REQUIREMENT
Each line from the one that contains "Identify where the sky" through the end of the entries should be repeated exactly, with nothing added.

Free-text object descriptions

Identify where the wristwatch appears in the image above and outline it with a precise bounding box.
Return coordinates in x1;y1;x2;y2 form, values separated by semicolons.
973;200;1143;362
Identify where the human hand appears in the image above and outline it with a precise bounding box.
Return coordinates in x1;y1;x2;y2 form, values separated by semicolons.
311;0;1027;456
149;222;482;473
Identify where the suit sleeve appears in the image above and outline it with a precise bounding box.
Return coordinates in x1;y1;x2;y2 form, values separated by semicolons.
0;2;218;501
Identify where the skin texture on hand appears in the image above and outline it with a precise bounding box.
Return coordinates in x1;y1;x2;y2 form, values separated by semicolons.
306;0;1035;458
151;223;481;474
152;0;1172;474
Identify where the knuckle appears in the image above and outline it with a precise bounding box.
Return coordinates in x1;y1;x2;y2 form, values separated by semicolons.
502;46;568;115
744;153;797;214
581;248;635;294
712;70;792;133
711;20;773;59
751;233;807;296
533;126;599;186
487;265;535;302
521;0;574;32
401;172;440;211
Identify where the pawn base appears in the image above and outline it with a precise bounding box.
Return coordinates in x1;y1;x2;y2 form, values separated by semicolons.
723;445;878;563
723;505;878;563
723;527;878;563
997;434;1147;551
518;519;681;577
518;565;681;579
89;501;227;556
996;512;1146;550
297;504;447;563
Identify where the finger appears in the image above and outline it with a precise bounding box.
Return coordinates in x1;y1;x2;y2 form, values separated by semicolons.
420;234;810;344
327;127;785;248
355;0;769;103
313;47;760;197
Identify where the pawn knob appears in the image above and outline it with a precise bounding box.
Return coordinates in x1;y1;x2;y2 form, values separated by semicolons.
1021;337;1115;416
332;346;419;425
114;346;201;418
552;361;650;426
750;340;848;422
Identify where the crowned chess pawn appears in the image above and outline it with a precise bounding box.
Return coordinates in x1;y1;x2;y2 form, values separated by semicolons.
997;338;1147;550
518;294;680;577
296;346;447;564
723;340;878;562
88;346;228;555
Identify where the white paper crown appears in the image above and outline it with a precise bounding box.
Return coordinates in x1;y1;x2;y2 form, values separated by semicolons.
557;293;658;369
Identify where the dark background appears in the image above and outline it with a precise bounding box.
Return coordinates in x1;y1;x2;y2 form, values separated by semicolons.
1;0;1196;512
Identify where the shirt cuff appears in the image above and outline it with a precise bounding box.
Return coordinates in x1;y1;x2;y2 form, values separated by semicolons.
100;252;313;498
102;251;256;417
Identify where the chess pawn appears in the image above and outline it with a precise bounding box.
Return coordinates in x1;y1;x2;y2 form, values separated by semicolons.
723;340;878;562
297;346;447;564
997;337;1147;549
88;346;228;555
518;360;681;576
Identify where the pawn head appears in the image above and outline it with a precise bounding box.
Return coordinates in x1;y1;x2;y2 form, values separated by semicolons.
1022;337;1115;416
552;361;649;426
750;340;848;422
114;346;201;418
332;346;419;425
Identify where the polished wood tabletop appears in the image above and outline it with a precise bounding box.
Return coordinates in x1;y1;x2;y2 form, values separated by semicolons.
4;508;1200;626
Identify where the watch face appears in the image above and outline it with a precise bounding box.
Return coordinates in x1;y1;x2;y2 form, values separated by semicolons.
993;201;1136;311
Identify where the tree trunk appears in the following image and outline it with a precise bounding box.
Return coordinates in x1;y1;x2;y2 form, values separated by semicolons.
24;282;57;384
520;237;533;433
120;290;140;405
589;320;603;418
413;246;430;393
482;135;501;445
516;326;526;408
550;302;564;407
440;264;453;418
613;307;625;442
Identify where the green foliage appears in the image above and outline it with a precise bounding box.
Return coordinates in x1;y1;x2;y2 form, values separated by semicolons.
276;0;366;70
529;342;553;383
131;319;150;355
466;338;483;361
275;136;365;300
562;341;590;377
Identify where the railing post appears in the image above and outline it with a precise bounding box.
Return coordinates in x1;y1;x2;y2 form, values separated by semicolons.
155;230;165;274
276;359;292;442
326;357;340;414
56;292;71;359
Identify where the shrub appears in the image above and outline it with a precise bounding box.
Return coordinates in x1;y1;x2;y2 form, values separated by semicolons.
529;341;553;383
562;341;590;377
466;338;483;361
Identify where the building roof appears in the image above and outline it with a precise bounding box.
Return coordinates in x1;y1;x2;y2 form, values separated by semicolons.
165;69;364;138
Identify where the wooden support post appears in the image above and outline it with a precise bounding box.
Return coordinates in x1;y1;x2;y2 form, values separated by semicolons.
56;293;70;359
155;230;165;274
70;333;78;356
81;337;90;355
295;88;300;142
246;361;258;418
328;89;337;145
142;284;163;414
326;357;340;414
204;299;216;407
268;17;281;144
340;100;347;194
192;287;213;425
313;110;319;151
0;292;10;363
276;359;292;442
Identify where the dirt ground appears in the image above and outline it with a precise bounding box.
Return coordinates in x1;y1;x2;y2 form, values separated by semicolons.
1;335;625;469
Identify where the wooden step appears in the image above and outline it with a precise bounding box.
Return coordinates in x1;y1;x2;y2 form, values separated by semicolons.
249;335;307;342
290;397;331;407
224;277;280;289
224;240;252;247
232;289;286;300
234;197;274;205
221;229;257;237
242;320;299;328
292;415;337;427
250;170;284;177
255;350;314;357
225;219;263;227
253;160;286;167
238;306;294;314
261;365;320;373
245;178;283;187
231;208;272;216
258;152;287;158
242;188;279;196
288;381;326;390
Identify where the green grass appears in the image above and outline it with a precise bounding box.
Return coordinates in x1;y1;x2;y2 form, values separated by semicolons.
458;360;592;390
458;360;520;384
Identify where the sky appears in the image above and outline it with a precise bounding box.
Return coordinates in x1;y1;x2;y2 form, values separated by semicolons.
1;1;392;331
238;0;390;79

PROBLEM SOLUTION
Identify where the sky appears in the image above and outline it with a precise bounding box.
Return coordinates in x1;y1;x2;y2 form, values separated by semicolons.
1;1;392;331
238;0;390;79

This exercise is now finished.